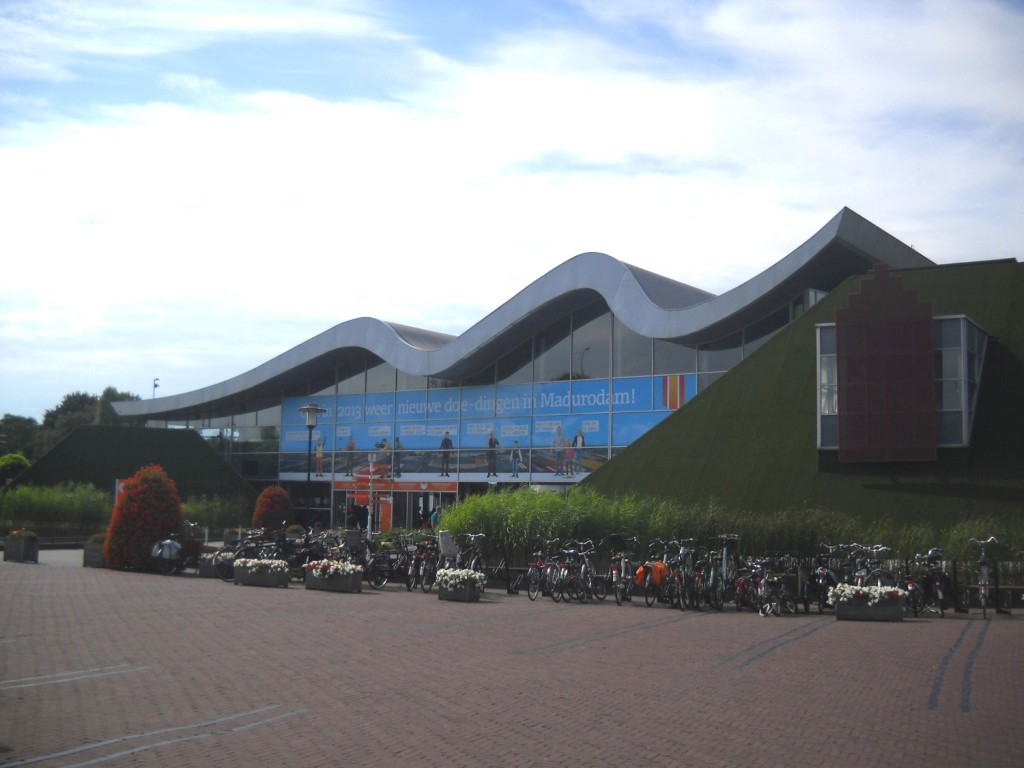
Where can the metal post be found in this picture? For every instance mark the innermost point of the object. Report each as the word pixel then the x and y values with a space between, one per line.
pixel 309 462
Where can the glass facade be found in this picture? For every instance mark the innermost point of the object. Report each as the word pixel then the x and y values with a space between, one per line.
pixel 563 401
pixel 960 355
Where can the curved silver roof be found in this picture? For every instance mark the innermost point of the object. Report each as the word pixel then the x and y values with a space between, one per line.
pixel 650 304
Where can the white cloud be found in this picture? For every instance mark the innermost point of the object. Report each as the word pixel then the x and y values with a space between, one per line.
pixel 702 142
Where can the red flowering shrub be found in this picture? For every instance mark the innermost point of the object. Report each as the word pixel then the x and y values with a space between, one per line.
pixel 272 507
pixel 147 512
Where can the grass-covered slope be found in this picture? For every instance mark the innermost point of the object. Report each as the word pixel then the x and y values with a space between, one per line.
pixel 100 455
pixel 749 441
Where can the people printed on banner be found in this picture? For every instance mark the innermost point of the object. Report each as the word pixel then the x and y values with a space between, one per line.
pixel 350 456
pixel 559 452
pixel 385 455
pixel 579 442
pixel 515 458
pixel 493 445
pixel 445 455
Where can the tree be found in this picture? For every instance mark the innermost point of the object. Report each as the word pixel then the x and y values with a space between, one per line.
pixel 148 511
pixel 79 409
pixel 17 435
pixel 12 465
pixel 272 507
pixel 105 413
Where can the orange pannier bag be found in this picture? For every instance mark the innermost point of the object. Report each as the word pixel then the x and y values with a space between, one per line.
pixel 658 572
pixel 639 577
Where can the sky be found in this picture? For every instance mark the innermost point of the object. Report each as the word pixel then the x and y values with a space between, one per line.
pixel 190 188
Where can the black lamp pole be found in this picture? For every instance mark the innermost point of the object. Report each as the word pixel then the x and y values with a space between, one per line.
pixel 311 411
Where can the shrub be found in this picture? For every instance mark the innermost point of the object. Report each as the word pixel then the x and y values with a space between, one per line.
pixel 11 465
pixel 272 507
pixel 148 511
pixel 68 509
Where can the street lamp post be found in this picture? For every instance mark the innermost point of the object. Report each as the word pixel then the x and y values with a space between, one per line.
pixel 311 412
pixel 583 356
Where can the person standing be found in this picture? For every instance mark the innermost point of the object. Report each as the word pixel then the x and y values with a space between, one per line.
pixel 579 442
pixel 493 445
pixel 445 455
pixel 349 456
pixel 515 458
pixel 397 457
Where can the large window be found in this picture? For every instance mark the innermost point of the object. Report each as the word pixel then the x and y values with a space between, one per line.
pixel 591 332
pixel 552 352
pixel 960 353
pixel 632 352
--- --- ---
**Exercise details:** Every line above goes into the copy unchanged; the pictures do not.

**Finished exercise:**
Where can the metal post be found in this picture? For every instance mark the innermost point of the object. Report each as the word pixel then the x and y values with a space between, one per line.
pixel 309 462
Where can the glass facade be found in this picture? For every instance mark the innermost point of the object. Report each as the word pixel then the x and y values with a space between, one per line.
pixel 563 401
pixel 960 355
Where can the curved silver roof be found in this picture? For every instance mark the innermost point of the object. Report each as the word pixel then the x and y values with a space between, one per line.
pixel 650 304
Where can the white cloud be found in this picture? For every instance mark the innermost point of the object. Report each as the word pixel then the x and y values with a space between, one per line.
pixel 702 142
Where can the red flowering shrub be found in this picture? For every instance mark the innermost point of the object. Report each as the word pixel then the x and y values with a space between, one per line.
pixel 272 507
pixel 147 512
Where can the grass-covered slope be found in this picture? For every instance mark the innermost point of the object. Report each as the word pixel then the x and y values with a space between, one per line.
pixel 100 455
pixel 749 441
Where can the people printed on banner be found in this picture? For every instance mark the innermost point of the object. Report each as the word pixel then the x and y values with a space between, one per line.
pixel 350 456
pixel 559 452
pixel 385 455
pixel 579 442
pixel 515 458
pixel 493 445
pixel 445 455
Where can the tree be found in this picture? For every instance mark the innermost point of the object. Report each as the word pixel then the x and y values with a space between, one per line.
pixel 148 511
pixel 79 409
pixel 17 435
pixel 12 465
pixel 272 507
pixel 105 413
Where can the orange pannier bag be found in this picture? For every instance mark the innermost point of the object. Report each as the word pixel then the x and y values with a space between, one per line.
pixel 658 572
pixel 639 577
Where can the sky be found in this picture? For every instance mark the innermost point of the object. Report each as the word pixel then the x and y values with a space between, one per line.
pixel 190 188
Where can the black lamp pole be found in this picture? For every instance mark the innermost point of the object. Report each as the word pixel then the x and y values with a space between, one per line.
pixel 311 411
Where can the shrub be found in this picture? For every instance mark the innermost point of the object. Report each as the word pixel then the x and y values with a space between, one per line.
pixel 11 465
pixel 272 507
pixel 148 511
pixel 68 509
Where can the street lamp post be found in this picture? For every instance mark the innermost point of the object. Report each as the word pixel then the x and y values with a space between, one per line.
pixel 311 412
pixel 583 356
Where can the person standing be found in this picture? For every instance mark the innermost point of the object. Report each as the word pixel then the x and y values with a space between, one per line.
pixel 579 442
pixel 493 445
pixel 445 455
pixel 349 456
pixel 515 458
pixel 397 457
Where can the large window be found in this picture? For every instance mark the innermost point of the object. Report each as the word pixel then the x and y values with a space between, one per line.
pixel 591 332
pixel 552 352
pixel 960 353
pixel 632 352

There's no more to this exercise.